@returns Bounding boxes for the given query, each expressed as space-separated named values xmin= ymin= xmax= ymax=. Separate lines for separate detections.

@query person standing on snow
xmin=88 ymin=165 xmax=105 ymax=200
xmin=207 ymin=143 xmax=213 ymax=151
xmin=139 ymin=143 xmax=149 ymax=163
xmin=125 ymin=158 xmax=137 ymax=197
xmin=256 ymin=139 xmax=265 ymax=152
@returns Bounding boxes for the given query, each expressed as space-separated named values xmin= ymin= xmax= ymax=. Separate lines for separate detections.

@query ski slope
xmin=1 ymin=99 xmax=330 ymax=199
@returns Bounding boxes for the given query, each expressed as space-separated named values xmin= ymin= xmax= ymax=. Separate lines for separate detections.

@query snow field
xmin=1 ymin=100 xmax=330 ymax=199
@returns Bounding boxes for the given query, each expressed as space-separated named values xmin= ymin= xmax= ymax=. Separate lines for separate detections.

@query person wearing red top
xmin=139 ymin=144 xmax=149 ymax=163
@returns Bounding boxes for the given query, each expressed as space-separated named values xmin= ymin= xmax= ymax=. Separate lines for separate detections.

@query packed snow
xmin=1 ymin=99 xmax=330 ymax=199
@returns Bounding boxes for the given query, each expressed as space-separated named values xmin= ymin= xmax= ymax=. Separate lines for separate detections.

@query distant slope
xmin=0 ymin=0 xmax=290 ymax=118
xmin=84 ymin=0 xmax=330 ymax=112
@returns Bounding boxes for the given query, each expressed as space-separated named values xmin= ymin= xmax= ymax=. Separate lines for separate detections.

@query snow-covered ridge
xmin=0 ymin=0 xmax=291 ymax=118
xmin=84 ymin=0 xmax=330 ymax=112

#### Required action
Taking the entries above, please repeat each one exactly.

#### Answer for this exercise
@returns Bounding boxes for the given query, each expressed as space-separated named values xmin= ymin= xmax= ymax=. Separate lines for separate detections.

@query person standing on snow
xmin=88 ymin=165 xmax=105 ymax=200
xmin=207 ymin=143 xmax=213 ymax=151
xmin=139 ymin=143 xmax=149 ymax=163
xmin=125 ymin=158 xmax=137 ymax=197
xmin=256 ymin=139 xmax=265 ymax=152
@returns Bounding boxes for the given query, each expressed as space-separated named values xmin= ymin= xmax= ymax=. Separate lines for separate detections.

@query ski slope
xmin=1 ymin=99 xmax=330 ymax=199
@returns Bounding boxes for the given query, each expressed as space-separated named values xmin= ymin= xmax= ymax=. Separate lines for separate detections.

@query snow field
xmin=1 ymin=100 xmax=330 ymax=199
@returns Bounding boxes for the given query, each expressed as space-separated named values xmin= ymin= xmax= ymax=. Separate lines for separate detections.

@query person wearing red top
xmin=139 ymin=144 xmax=149 ymax=163
@returns Bounding boxes for the given query, each expressed as space-separated named values xmin= ymin= xmax= ymax=. Separate lines for separate detections.

@query packed snow
xmin=1 ymin=99 xmax=330 ymax=199
@returns Bounding boxes for the given query, each expressed as space-separated named values xmin= ymin= xmax= ymax=. Separate lines for separate detections.

@query distant slope
xmin=0 ymin=0 xmax=290 ymax=118
xmin=84 ymin=0 xmax=330 ymax=112
@returns Bounding boxes for the given query, each expressed as space-separated named values xmin= ymin= xmax= ymax=. Separate lines for separate detections.

@query snow-covered ridge
xmin=0 ymin=0 xmax=291 ymax=118
xmin=84 ymin=0 xmax=330 ymax=112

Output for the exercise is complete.